_Required action_
Search the material below for the string "dslr". Return every line that holds it.

_Provided records_
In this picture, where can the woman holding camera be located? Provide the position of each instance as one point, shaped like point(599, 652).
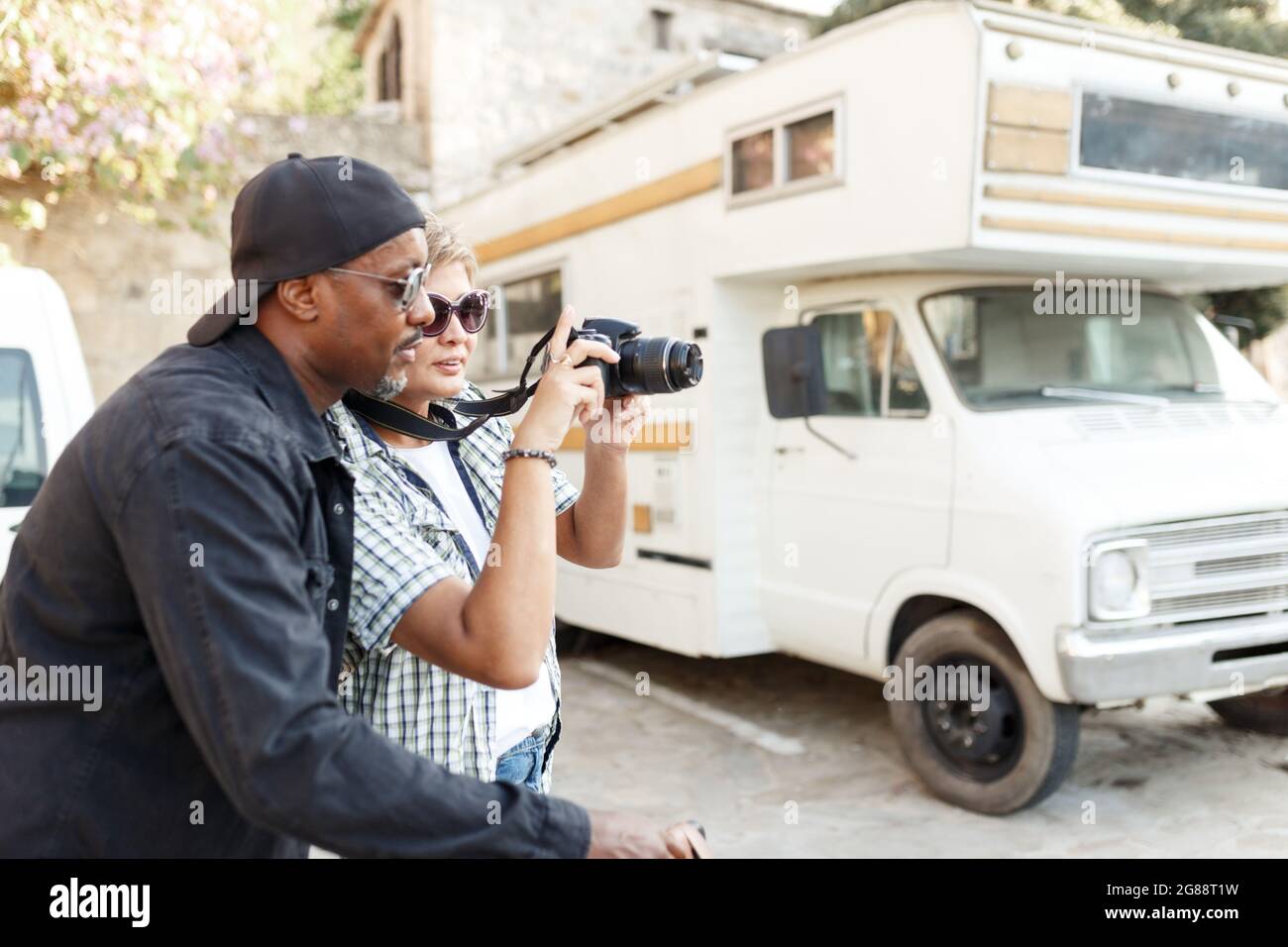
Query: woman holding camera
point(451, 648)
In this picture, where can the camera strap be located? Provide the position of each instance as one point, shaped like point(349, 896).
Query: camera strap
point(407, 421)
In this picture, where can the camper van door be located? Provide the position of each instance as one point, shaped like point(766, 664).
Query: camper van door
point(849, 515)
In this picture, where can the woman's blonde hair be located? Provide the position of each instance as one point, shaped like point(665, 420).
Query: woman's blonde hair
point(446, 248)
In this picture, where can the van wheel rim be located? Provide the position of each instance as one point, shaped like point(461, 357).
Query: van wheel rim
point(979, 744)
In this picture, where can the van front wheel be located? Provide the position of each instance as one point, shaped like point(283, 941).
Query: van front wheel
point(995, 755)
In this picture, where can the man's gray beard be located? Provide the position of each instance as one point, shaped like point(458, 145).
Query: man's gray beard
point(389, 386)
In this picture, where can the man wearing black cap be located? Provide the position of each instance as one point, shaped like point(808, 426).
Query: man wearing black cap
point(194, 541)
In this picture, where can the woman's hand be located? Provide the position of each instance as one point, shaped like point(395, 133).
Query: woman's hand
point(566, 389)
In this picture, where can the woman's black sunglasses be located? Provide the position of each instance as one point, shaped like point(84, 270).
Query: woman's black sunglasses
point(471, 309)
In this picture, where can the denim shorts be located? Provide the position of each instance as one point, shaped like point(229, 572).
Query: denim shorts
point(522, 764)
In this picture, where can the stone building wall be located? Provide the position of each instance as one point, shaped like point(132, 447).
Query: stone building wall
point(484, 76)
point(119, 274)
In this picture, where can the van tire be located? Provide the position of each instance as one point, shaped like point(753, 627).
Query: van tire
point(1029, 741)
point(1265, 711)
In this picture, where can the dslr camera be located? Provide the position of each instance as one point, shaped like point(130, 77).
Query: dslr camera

_Solution for this task_
In this picture, where can the dslr camera be located? Provide the position of each instance as one point, shaped like point(130, 77).
Query: dslr camera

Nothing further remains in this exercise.